• _Exercise_
Recast the lines of the material below as a JSON list of strings, one string per line, beginning with the line containing "If you could tag the bus rear" and continuing through the line containing "<point>213,406</point>", with both of those lines included. Leave out any blank lines.

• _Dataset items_

◆ ◆ ◆ ◆

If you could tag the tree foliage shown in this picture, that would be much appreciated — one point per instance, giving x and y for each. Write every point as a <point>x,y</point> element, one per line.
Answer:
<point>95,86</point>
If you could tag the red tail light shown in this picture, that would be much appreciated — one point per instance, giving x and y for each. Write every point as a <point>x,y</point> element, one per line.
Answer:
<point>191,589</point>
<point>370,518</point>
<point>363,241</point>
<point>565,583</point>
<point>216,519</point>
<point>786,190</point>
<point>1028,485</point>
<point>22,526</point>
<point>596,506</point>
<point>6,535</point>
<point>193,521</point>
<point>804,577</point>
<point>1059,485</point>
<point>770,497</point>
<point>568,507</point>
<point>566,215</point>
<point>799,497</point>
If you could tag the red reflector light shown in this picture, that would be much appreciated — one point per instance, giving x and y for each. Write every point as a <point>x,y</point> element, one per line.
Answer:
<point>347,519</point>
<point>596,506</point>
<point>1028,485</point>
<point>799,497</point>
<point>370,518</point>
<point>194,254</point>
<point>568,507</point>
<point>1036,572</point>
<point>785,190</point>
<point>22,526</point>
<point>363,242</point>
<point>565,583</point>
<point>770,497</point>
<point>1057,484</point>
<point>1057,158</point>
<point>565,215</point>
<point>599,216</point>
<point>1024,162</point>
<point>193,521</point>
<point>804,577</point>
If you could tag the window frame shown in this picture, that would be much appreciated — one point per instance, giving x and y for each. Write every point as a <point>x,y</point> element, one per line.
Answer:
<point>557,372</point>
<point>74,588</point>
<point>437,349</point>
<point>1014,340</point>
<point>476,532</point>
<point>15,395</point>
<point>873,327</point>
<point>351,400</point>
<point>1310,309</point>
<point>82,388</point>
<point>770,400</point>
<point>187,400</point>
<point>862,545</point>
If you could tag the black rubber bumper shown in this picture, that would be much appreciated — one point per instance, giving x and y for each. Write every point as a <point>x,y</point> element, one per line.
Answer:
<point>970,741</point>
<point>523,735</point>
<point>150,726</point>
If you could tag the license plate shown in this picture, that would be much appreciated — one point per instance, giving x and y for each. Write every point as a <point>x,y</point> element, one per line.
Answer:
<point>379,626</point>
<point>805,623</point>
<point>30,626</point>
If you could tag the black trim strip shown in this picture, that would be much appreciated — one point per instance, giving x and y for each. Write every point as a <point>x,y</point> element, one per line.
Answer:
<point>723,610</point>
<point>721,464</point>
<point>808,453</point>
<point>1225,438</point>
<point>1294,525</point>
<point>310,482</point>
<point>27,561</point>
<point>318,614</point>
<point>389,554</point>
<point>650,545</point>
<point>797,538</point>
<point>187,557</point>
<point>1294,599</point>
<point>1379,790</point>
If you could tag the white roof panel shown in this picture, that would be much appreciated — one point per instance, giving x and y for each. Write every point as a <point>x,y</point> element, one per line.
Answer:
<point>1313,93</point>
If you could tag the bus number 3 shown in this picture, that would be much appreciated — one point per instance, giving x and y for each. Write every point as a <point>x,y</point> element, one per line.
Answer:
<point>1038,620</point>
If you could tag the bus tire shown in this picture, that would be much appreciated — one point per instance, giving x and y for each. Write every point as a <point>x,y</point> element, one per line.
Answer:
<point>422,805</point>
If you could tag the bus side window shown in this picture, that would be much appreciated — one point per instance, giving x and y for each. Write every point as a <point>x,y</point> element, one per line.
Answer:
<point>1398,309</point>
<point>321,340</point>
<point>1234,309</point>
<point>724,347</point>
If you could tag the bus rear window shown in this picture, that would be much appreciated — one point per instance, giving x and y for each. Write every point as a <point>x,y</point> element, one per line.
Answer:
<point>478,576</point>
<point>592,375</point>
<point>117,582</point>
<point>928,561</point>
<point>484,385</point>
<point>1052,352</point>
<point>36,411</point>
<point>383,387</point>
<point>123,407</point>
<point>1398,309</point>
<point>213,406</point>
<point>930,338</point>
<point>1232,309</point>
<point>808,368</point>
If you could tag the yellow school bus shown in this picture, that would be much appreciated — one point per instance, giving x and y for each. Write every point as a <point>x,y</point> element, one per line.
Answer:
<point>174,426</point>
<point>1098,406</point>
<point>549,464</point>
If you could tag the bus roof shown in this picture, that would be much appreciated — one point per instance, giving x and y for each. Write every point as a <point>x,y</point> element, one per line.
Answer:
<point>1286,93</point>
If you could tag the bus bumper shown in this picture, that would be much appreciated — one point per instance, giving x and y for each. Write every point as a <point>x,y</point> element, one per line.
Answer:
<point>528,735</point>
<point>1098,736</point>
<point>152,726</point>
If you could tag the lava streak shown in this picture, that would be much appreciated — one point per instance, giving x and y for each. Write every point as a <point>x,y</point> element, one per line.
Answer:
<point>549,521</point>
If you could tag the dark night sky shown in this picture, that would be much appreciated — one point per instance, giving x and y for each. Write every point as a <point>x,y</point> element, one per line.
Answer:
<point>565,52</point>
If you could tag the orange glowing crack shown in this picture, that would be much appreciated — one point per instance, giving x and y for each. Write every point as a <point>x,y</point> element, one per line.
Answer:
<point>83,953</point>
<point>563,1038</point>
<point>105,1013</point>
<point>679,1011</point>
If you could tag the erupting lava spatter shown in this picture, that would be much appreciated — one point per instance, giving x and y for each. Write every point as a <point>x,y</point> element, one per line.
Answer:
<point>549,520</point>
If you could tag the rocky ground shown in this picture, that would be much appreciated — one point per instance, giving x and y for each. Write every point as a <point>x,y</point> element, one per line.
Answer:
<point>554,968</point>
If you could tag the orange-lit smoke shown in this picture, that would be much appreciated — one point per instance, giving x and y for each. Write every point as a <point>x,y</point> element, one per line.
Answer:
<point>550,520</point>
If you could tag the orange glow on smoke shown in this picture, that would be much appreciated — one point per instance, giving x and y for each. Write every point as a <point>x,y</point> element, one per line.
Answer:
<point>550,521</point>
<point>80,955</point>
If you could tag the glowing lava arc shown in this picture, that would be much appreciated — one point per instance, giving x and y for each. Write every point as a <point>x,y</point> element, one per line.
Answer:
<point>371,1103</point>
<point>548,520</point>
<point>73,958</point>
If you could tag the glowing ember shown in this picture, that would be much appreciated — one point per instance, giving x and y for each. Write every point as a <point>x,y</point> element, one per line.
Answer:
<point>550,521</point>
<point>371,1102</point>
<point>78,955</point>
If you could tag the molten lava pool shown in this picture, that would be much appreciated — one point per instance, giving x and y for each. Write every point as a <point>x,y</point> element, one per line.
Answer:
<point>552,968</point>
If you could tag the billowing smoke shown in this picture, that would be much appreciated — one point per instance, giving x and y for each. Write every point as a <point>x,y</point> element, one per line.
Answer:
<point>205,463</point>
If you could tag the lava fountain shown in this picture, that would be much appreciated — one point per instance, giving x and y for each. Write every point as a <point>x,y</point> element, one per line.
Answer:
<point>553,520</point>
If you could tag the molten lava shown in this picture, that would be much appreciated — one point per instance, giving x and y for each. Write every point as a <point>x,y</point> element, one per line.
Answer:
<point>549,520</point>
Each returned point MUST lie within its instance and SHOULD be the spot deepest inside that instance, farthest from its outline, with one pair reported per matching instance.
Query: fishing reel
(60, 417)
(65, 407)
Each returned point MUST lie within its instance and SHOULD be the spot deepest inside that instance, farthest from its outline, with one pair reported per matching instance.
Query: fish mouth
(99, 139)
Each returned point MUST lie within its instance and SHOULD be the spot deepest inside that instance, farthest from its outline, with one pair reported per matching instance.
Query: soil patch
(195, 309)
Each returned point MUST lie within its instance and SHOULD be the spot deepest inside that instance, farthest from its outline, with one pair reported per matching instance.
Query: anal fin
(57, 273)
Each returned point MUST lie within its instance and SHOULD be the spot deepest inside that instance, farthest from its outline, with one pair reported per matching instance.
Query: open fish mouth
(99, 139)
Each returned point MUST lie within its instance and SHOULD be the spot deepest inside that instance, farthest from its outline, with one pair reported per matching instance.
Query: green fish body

◆ ◆ ◆ ◆

• _Result of the exercise_
[
  "If you could tag the bus rear window shown in this picture, that would be much appreciated — one point per instance, giving x and y for each. Write every point as a <point>x,y</point> element, one per line.",
  "Answer:",
  "<point>478,576</point>",
  "<point>592,375</point>",
  "<point>117,582</point>",
  "<point>928,561</point>",
  "<point>484,385</point>",
  "<point>1052,352</point>",
  "<point>36,411</point>",
  "<point>383,387</point>",
  "<point>123,407</point>",
  "<point>1398,309</point>",
  "<point>213,406</point>"
]